-- Information provided follows --
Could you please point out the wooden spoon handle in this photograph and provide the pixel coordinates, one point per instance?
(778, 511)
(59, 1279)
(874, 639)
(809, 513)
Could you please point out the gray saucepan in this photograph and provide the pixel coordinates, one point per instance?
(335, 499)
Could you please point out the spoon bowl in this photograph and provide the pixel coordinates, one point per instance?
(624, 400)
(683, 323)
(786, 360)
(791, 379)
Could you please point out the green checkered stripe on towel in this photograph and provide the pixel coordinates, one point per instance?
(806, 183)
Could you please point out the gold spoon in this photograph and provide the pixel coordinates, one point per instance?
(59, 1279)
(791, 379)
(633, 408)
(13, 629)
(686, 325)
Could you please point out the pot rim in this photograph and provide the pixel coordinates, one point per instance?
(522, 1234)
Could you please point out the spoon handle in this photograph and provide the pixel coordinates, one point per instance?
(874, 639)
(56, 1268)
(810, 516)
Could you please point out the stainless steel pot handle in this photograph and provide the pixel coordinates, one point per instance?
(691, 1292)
-- Information provided concluded --
Your objective → In the entries above, take the line containing "Could you please point out the pot" and each later line through the last, and repeat them exactly. Output nothing else.

Solution →
Could you please point out the pot rim in this photograph and provide the pixel coordinates, one point per instance?
(522, 1234)
Could you please point out the spoon handle in this photograph and provide the pixel coordinates, one point per instance?
(874, 639)
(56, 1268)
(810, 516)
Could you please point out the stainless steel pot handle in this photograph and provide the pixel coordinates, one point per instance?
(691, 1292)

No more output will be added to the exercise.